[Task to complete] Can you transcribe every record below exactly as it appears?

══════════

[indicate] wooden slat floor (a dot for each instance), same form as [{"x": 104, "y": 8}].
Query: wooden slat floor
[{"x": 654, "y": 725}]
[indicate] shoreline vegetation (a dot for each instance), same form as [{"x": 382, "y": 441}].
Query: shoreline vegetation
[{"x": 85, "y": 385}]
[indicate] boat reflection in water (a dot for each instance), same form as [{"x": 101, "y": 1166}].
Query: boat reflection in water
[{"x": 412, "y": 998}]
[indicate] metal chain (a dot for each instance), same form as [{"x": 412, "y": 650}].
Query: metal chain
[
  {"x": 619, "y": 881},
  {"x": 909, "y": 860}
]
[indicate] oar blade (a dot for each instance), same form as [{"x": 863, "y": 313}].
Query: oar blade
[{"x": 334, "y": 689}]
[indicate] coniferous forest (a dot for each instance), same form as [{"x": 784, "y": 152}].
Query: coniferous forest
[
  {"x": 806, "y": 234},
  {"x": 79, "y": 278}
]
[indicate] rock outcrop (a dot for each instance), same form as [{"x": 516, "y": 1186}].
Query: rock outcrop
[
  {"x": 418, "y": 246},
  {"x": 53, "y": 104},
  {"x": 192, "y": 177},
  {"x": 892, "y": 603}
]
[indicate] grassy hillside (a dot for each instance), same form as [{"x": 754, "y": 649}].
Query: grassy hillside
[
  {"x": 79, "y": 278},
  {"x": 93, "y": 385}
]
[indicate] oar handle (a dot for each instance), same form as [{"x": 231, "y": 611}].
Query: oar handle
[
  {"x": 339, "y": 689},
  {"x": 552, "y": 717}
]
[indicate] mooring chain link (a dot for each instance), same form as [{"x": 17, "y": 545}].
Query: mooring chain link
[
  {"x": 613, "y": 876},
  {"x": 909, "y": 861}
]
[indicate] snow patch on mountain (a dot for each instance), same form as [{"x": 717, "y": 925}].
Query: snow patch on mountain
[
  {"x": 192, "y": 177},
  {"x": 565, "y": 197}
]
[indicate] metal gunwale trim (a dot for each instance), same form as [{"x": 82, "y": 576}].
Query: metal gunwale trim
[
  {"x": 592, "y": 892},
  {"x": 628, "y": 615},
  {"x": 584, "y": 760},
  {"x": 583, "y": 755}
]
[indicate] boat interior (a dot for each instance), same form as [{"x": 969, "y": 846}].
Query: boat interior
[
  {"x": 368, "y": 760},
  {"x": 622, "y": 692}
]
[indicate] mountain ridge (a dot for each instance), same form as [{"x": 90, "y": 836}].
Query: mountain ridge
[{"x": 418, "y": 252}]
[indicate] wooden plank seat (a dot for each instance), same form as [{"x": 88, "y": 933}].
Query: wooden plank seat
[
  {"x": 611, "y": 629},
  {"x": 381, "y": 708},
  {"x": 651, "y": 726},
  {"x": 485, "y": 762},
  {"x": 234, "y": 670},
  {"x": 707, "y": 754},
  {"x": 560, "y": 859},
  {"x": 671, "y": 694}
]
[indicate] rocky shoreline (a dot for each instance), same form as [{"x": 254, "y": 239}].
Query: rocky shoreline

══════════

[Exercise answer]
[indicate] wooden slat floor (a dot for each instance), same form as [{"x": 104, "y": 8}].
Query: wooden slat floor
[{"x": 654, "y": 725}]
[indicate] shoreline vegetation (a dot for each instance), same form as [{"x": 382, "y": 441}].
Query: shoreline vegetation
[{"x": 85, "y": 385}]
[indicate] boat reflection in water (a dot for each instance), same form as [{"x": 101, "y": 1166}].
Query: boat reflection in water
[{"x": 412, "y": 998}]
[indicate] metal chain (a dot for each instance), same form as [{"x": 412, "y": 650}].
Query: metal chain
[
  {"x": 619, "y": 881},
  {"x": 909, "y": 860}
]
[indicate] oar blade (a dot for each instance), same form as [{"x": 863, "y": 313}].
Query: oar blade
[{"x": 334, "y": 689}]
[indicate] coniferous forest (a dot for each instance), same form as [{"x": 784, "y": 152}].
Query: coniferous forest
[
  {"x": 806, "y": 234},
  {"x": 79, "y": 278}
]
[indicate] rock outcrop (a dot for each instance), same form as [{"x": 516, "y": 1186}].
Query: rock outcrop
[
  {"x": 418, "y": 246},
  {"x": 53, "y": 104},
  {"x": 192, "y": 177},
  {"x": 892, "y": 603}
]
[indicate] grassy hillside (a dot for each instance), same form as [{"x": 754, "y": 649}].
Query: grassy hillside
[
  {"x": 79, "y": 278},
  {"x": 93, "y": 385}
]
[indicate] oar handle (a dot for each instance), same form as [{"x": 231, "y": 611}].
Query: oar handle
[
  {"x": 339, "y": 689},
  {"x": 552, "y": 717}
]
[indicate] mooring chain link (a dot for each instance), same form as [{"x": 17, "y": 545}].
Query: mooring chain link
[
  {"x": 613, "y": 876},
  {"x": 909, "y": 861}
]
[indicate] snow patch on mountain (a dot for each instance), same form as [{"x": 717, "y": 925}].
Query: snow patch on mountain
[
  {"x": 192, "y": 177},
  {"x": 565, "y": 197}
]
[indicate] metal gunwale trim (a dot for each instance), same form as [{"x": 82, "y": 576}].
Query: metal gunwale trim
[
  {"x": 592, "y": 892},
  {"x": 628, "y": 615},
  {"x": 584, "y": 760},
  {"x": 583, "y": 755}
]
[indicate] boat interior (a dot for each instance), same form as [{"x": 969, "y": 846}].
Query: boat interior
[
  {"x": 368, "y": 760},
  {"x": 622, "y": 692}
]
[indicate] mountain ridge (a dot for each instance), same form as [{"x": 90, "y": 836}].
Query: mountain ridge
[{"x": 418, "y": 252}]
[indicate] wooden plank seat (a dot for each instance), same form as [{"x": 88, "y": 933}].
Query: wooden plank seat
[
  {"x": 611, "y": 629},
  {"x": 381, "y": 708},
  {"x": 651, "y": 726},
  {"x": 485, "y": 762},
  {"x": 234, "y": 670},
  {"x": 707, "y": 754},
  {"x": 560, "y": 859},
  {"x": 671, "y": 694}
]
[indicate] rocky shoreline (a dot for each instance), same form as [{"x": 254, "y": 239}].
Query: rocky shoreline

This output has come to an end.